Given task ->
Reproduce every one of the records below verbatim, line for line and in the same order.

Record extracts ->
▼▼▼
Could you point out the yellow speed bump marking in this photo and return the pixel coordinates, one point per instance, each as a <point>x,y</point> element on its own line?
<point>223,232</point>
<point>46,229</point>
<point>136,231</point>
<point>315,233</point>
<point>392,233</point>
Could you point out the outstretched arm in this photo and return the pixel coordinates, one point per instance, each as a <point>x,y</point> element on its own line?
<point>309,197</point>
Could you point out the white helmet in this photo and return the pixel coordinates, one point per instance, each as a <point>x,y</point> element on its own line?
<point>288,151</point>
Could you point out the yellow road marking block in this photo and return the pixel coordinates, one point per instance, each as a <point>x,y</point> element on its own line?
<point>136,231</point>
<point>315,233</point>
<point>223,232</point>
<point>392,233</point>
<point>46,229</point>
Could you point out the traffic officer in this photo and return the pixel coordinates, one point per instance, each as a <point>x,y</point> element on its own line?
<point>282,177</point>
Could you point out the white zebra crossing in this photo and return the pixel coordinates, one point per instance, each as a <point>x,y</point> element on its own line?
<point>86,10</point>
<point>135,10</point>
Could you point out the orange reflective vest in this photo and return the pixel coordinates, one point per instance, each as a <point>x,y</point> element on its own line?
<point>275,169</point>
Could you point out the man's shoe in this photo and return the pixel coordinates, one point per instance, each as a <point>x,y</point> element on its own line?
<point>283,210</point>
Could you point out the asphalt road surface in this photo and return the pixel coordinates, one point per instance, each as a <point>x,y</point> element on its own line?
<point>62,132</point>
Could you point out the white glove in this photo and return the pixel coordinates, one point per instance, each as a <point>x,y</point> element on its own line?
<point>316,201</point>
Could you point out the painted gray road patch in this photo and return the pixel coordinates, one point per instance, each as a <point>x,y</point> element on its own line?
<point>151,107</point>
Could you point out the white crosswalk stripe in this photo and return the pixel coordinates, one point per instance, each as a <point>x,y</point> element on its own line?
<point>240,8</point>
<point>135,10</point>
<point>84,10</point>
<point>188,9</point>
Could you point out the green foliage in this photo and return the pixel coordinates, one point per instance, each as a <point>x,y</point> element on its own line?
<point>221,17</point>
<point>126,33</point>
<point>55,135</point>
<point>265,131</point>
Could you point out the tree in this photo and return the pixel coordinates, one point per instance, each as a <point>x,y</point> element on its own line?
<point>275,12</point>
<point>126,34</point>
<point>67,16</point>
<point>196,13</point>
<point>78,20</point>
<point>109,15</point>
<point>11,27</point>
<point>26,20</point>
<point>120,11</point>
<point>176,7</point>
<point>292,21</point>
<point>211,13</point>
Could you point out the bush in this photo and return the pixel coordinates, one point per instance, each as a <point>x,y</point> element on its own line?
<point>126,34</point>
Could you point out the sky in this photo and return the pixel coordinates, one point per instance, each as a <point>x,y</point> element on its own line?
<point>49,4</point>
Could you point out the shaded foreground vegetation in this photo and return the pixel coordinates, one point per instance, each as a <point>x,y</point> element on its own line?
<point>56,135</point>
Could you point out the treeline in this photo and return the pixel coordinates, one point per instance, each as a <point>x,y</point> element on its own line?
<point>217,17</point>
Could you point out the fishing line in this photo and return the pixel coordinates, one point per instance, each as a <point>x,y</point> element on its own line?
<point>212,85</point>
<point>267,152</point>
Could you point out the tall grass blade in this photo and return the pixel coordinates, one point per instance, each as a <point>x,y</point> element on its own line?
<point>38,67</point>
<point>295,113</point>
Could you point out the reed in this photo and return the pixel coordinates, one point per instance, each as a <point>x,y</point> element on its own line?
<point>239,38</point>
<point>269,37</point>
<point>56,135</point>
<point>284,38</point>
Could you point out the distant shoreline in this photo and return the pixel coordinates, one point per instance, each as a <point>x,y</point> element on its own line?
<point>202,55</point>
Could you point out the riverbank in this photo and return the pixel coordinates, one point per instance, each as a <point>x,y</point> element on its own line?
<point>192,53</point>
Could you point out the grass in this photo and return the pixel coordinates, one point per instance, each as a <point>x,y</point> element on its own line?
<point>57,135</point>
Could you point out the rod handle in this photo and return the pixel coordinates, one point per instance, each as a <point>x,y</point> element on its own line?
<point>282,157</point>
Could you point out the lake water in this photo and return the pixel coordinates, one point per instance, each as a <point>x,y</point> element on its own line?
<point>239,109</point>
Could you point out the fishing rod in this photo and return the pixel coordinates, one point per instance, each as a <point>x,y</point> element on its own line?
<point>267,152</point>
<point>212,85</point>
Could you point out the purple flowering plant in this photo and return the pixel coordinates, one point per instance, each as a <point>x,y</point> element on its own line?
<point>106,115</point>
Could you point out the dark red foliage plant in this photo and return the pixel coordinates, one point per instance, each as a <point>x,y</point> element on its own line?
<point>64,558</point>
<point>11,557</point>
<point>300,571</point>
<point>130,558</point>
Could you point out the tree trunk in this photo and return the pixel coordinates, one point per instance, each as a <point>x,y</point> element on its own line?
▲▲▲
Written response ->
Could you point out the yellow speed bump marking in this photo and return the pixel coordinates, one point per instance, each as a <point>x,y</point> element on its own line?
<point>223,232</point>
<point>46,229</point>
<point>136,231</point>
<point>315,233</point>
<point>392,233</point>
Could you point out the outstretched arm in this photo and return the pixel coordinates, one point per instance, each as a <point>x,y</point> element on its own line?
<point>309,197</point>
Could you point out the white helmet in this photo and return the pixel coordinates, one point per instance, each as a <point>x,y</point> element on its own line?
<point>288,151</point>
Could you point out the yellow road marking block in this photo and return the pixel coordinates, one point per instance, each as a <point>x,y</point> element on its own line?
<point>136,231</point>
<point>315,233</point>
<point>223,232</point>
<point>392,233</point>
<point>46,229</point>
Could you point out the traffic officer in this photo and return the pixel coordinates, one point per instance, each as a <point>x,y</point> element on its own line?
<point>282,177</point>
Could you point out the white zebra crossing in this photo and return the pixel coordinates, one point per instance, each as a <point>x,y</point> element on its own line?
<point>86,10</point>
<point>135,10</point>
Could you point out the orange reflective vest in this photo and return the pixel coordinates, one point per instance, each as a <point>x,y</point> element on its own line?
<point>275,169</point>
Could you point out the man's shoe in this photo and return the pixel coordinates, one point per instance, each as a <point>x,y</point> element on its own line?
<point>283,210</point>
Could you point out the asphalt road surface in this photo and return the pixel coordinates, one point per instance, each as a <point>x,y</point> element on its own line?
<point>62,132</point>
Could you point out the white glove in this photo and return the pixel coordinates, one point per instance, each as a <point>x,y</point> element on its own line?
<point>316,201</point>
Could you point out the painted gray road patch in this photo and return the pixel coordinates, one point per instance, each as a <point>x,y</point> element on its own line?
<point>151,107</point>
Could you point out the white crosswalk stripe in this photo and return the pixel coordinates, one point per instance, each as a <point>x,y</point> element on its own line?
<point>240,8</point>
<point>135,10</point>
<point>84,10</point>
<point>188,9</point>
Could you point out the green foliage in this photo and return the pixel coordinates, one point per instance, each as a <point>x,y</point> element on its own line?
<point>221,17</point>
<point>126,33</point>
<point>55,135</point>
<point>265,131</point>
Could you point out the tree in this photo and return the pixel coordinates, one point per instance, each as a <point>x,y</point> element on its own line?
<point>275,12</point>
<point>126,34</point>
<point>67,16</point>
<point>196,13</point>
<point>78,20</point>
<point>109,15</point>
<point>11,27</point>
<point>26,20</point>
<point>120,11</point>
<point>176,7</point>
<point>292,21</point>
<point>211,13</point>
Could you point out the bush in this photo and return the pixel coordinates, one point per instance, each as a <point>x,y</point> element on its own line?
<point>126,34</point>
Could you point out the sky in this photo and return the pixel coordinates, one point per instance, each as a <point>x,y</point> element on its own line?
<point>49,4</point>
Could you point out the shaded foreground vegetation in this photo and return the pixel coordinates, one point per instance, each as a <point>x,y</point> element on its own line?
<point>56,135</point>
Could you point out the treeline in this photo and return the pixel coordinates, one point per instance, each as a <point>x,y</point> element on its own line?
<point>217,17</point>
Could you point out the fishing line in this photo and return the pixel coordinates, one point per instance, each as a <point>x,y</point> element on its own line?
<point>212,85</point>
<point>267,152</point>
Could you point out the tall grass blade in this photo and return the pixel coordinates, one point per instance, each as a <point>x,y</point> element on its own line?
<point>38,67</point>
<point>295,113</point>
Could you point out the reed in this photo and return the pixel coordinates, one point per instance, each as a <point>x,y</point> element on its own line?
<point>239,38</point>
<point>269,37</point>
<point>56,135</point>
<point>284,38</point>
Could you point out the distant shoreline in this photo and return the pixel coordinates, one point per instance, each as a <point>x,y</point> element on its own line?
<point>202,55</point>
Could you point out the riverbank in this photo and return the pixel coordinates, one point per instance, each as a <point>x,y</point> element on its own line?
<point>192,53</point>
Could you point out the grass in this photo and return the pixel coordinates, one point per instance, each as a <point>x,y</point> element on its own line?
<point>57,135</point>
Could you point out the rod handle in this photo and return the pixel coordinates, one point per instance, each as a <point>x,y</point> element on its own line?
<point>282,157</point>
Could you point out the lake water in this photo and return the pixel coordinates, one point per instance, each as a <point>x,y</point> element on its own line?
<point>239,109</point>
Could you point out the fishing rod in this photo and return the pixel coordinates, one point per instance, each as a <point>x,y</point> element on its own line?
<point>267,152</point>
<point>212,85</point>
Could you point out the purple flowering plant in this photo and return the pixel coordinates, one point per instance, each as a <point>x,y</point> element on its own line?
<point>106,115</point>
Could you point out the dark red foliage plant in this photo and return the pixel coordinates, one point per instance, each as a <point>x,y</point> element on its own line?
<point>64,558</point>
<point>11,557</point>
<point>300,571</point>
<point>130,558</point>
Could you point out the tree trunk in this photo and return the pixel coordinates, one point per instance, each as a <point>x,y</point> element on its own line?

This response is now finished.